**Рабочее задание A**
Выпишите дословно часть отрывка о вылете 1 мая 1960 года: начните со слов «Около 5:20 утра, с» и остановитесь после слов «задолго до вылета.».
**Рабочее задание B**
Какой номер задания вписан в полётный лист в отрывке о вылете 1 мая 1960 года?
**Рабочее задание C**
Продолжите отрывок о вылете 1 мая 1960 года, начиная сразу после его последнего предложения.

**Отрывок**
Он не видел причин, почему бы и нет. Один укол — и смерть почти мгновенная. Как оружие штука вполне действенная.
— Ладно, — ответил я. Шелтон бросил мне доллар, и я сунул его в карман верхнего лётного комбинезона.
Времени поразмыслить об этом у меня с тех пор было более чем достаточно, но я до сих пор не знаю, почему на этот раз решил его взять.
Может, предчувствие?
Около 5:20 утра, с помощью Боба, я забрался в кабину, и сержант по личному снаряжению пристегнул меня.
Пекло немилосердно. Солнце взошло почти час назад.
Боб снял рубашку и держал её над кабиной, стараясь заслонить меня от лучей.
Взлёт был назначен на шесть утра. Я закончил предполётный осмотр и стал ждать. И ждал. Шесть часов миновало, а сигнала всё не было.
Кальсоны на мне давно промокли насквозь. Под шлемом пот тёк по лицу ручьями. Вытереть его было нечем.
Наконец вышел полковник Шелтон и объяснил задержку. Ждали разрешения из Белого дома.
Такое случилось впервые. Когда требовалось согласие президента, оно обычно приходило задолго до вылета.
Раз связи у меня не будет, в навигации приходилось всерьёз полагаться на секстант. Но все расчёты делались под взлёт в шесть утра, и теперь секстант становился бесполезен. К этой минуте я был уверен, что полёт отменят, и уже предвкушал, как выберусь из промокшего от пота костюма, когда в 6:20 пришёл сигнал: взлёт разрешён.
Боб продержал рубашку над кабиной целый час. Когда он опускал фонарь, я прокричал ему спасибо и заперся изнутри. Стремянку откатили, и запуск с взлётом прошли без задержки.
На предельных высотах за бортом было шестьдесят градусов мороза. Немного холода стало пробираться и внутрь. Костюм так и остался сырым и неприятным на весь полёт, но по крайней мере я больше не изнывал от жары.
Включив автопилот, я дозаполнил полётный лист. Номер машины — 360 — и номер задания — 4154 — были вписаны раньше. Теперь я добавил время взлёта: 01:26 по Гринвичу, 6:26 по местному, с пометкой «задержка на полчаса». И поставил дату: «1 мая 1960 года».
Глава пятая
После ответного одиночного щелчка Боба — одна тишина. Странное одиночество: ты знаешь, что связи больше нет.
Подходя к границе, я чувствовал, как нарастает напряжение. Так бывало в каждом пролёте. А перейдя границу, немного отпускаешь себя: почему-то кажется, что если чему и суждено случиться, то случится оно именно там.

(Данные для указания точек на изображениях)
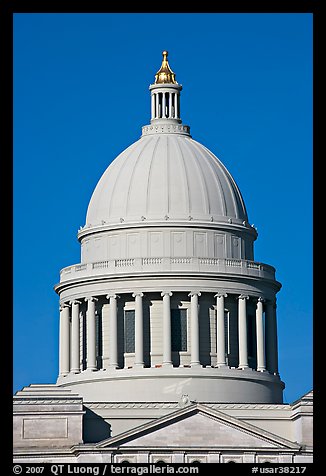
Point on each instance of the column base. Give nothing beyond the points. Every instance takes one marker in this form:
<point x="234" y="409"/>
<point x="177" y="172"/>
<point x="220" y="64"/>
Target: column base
<point x="195" y="364"/>
<point x="113" y="367"/>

**Результат упражнения A**
Около 5:20 утра, с помощью Боба, я забрался в кабину, и сержант по личному снаряжению пристегнул меня.
Пекло немилосердно. Солнце взошло почти час назад.
Боб снял рубашку и держал её над кабиной, стараясь заслонить меня от лучей.
Взлёт был назначен на шесть утра. Я закончил предполётный осмотр и стал ждать. И ждал. Шесть часов миновало, а сигнала всё не было.
Кальсоны на мне давно промокли насквозь. Под шлемом пот тёк по лицу ручьями. Вытереть его было нечем.
Наконец вышел полковник Шелтон и объяснил задержку. Ждали разрешения из Белого дома.
Такое случилось впервые. Когда требовалось согласие президента, оно обычно приходило задолго до вылета.

**Результат упражнения B**
4154.

**Результат упражнения C**
Погода внизу оказалась хуже, чем обещали. С русской стороны облака подходили к самым горам сплошным покровом. Разведке это было безразлично — интересного в тех местах мало. А вот навигацию облегчить не могло. Без наблюдения земли нужен был секстант, но пользоваться им я не мог: все астрономические расчёты делались под взлёт в шесть утра. Оставалось идти по времени и курсу. Впрочем, секстантом можно было проверить, верно ли работает компас. Работал он верно.
Часа через полтора я увидел первый разрыв в облаках. Я был юго-восточнее Аральского моря. Шёл чуть правее курса и как раз доворачивал обратно, когда часть неизвестности разрешилась.
Далеко внизу тянулся инверсионный след одномоторного реактивного самолёта. Он шёл быстро, на сверхзвуке, параллельно моему курсу, только во встречном направлении.
Я следил за ним, пока он не исчез.
Минут через пять-десять я увидел ещё один след, снова параллельно моему курсу, но на этот раз в мою сторону. Надо полагать, тот же самый самолёт.
Я почувствовал облегчение. Теперь я не сомневался: они ведут меня локатором, наводят истребитель и передают ему мой курс. Но шёл он так низко, что никакой угрозы не представлял. С моей высоты пилот и увидеть-то меня почти не мог. Если это лучшее, на что они способны, беспокоиться не о чем.
Странно, но ещё до границы у меня было чувство, что они знают о моём приближении.
Любопытно, каково сейчас русским: знать, что я здесь, наверху, и не мочь ничего с этим поделать. Догадаться было нетрудно.
Четыре года U-2 летали над СССР. Бо́льшую часть этого времени, если не всё, советское правительство о нашей работе знало. И даже пожаловаться не могло: пожаловаться значило признать, что помешать нам оно не в силах. Я представлял себе их бессильную злость и ярость. И, представив, разом растерял благодушие.
Впереди, милях в тридцати к востоку от Аральского моря, лежал космодром Тюратам — стартовая площадка большинства важных советских пусков, и ракетных, и космических.